** Opening Provided records block **

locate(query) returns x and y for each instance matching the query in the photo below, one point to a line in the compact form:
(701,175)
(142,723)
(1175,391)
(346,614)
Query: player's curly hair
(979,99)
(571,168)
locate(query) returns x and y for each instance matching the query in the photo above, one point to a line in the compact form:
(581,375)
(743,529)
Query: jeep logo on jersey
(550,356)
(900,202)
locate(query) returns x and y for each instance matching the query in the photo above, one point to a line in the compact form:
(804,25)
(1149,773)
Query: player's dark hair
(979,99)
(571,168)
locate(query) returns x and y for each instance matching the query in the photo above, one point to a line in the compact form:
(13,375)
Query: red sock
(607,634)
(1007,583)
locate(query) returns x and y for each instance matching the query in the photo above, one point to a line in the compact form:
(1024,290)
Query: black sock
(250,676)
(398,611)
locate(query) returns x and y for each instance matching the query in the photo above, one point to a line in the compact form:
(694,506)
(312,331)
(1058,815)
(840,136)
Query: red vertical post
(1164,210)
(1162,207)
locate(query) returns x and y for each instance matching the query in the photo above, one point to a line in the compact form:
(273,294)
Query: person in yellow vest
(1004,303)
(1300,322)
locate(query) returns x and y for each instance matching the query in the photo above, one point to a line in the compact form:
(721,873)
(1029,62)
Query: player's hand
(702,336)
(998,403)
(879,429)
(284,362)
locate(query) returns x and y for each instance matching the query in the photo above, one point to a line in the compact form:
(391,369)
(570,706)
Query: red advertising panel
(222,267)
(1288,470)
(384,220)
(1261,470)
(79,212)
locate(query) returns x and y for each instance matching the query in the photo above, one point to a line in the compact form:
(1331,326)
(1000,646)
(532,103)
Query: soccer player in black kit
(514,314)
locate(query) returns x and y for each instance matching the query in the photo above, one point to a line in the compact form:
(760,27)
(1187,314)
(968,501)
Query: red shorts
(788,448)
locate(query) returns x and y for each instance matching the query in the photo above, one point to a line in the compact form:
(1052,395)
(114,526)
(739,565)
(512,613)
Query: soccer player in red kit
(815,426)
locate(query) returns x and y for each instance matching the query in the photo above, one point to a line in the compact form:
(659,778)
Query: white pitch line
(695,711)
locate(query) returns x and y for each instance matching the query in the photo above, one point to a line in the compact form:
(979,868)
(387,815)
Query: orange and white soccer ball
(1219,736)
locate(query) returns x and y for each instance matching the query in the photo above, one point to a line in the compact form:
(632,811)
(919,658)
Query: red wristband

** Closing Provided records block **

## What is required
Exactly as shown above, copy out the material.

## Solution to this exercise
locate(query) returns x and y for each instance matching the query in the photo below, one point to a line in the compact form:
(701,175)
(142,723)
(1175,391)
(346,614)
Query: player's curly hair
(979,99)
(571,168)
locate(query) returns x and y for each instance matching the query in the photo above, one point to a line in the compact form:
(581,375)
(743,529)
Query: jeep logo on jersey
(550,356)
(900,202)
locate(query) returns x and y for each instance matching the query in the photo above, one point to a line in the compact form:
(804,25)
(1149,773)
Query: player's dark hair
(979,99)
(571,168)
locate(query) returns x and y for each instance matching the query in the photo above, one point to a line in the compact form:
(13,375)
Query: red sock
(607,634)
(1007,583)
locate(query) returns x and y for each instance matching the query in the photo above, one point to a line in the compact form:
(1024,290)
Query: black sock
(250,676)
(398,611)
locate(query) returns x and y for each instance matching the query in the photo above, one point to a line in the compact form:
(694,506)
(312,331)
(1058,815)
(840,136)
Query: red vertical post
(1164,210)
(1162,207)
locate(query) returns x and y for each instance matching the query in the photo above, one point to a line in the compact form:
(273,294)
Query: person in yellow vest
(1004,303)
(1300,322)
locate(query) returns x and y for each instance matching the query in the photo above, one point to a line in the compact form:
(721,873)
(1029,62)
Query: player's hand
(702,336)
(998,403)
(879,429)
(284,362)
locate(query) returns x and y for each instance matching the query in the photo above, one point to a line in the compact form:
(391,369)
(570,706)
Query: red advertising panel
(222,267)
(1288,470)
(384,220)
(1261,470)
(79,212)
locate(query) returns x and y for each instance matching the query in the photo above, one point to a line in the compact form:
(1331,326)
(1000,646)
(532,103)
Query: soccer player in black kit
(514,314)
locate(query) returns x and y for each instance matching the query in the photo above, one point to a line in the compact form:
(760,27)
(1187,314)
(968,501)
Query: red shorts
(788,448)
locate(query) returns x and y for each instance matching the query in the photo above, one point to a line in the compact form:
(1052,395)
(114,526)
(739,565)
(512,613)
Query: soccer player in red kit
(815,426)
locate(query) returns x and y for each instance matching the query in the photo above, one point to a line in the compact form:
(659,778)
Query: white pitch line
(695,711)
locate(query) returns x and y for each instance matching the query in the photo above, one point to a line in the compact form:
(979,868)
(387,815)
Query: orange and white soccer ball
(1219,736)
locate(query) returns x and y for each instance matching the query in the photo above, one point to a line in the compact form:
(632,811)
(919,658)
Query: red wristband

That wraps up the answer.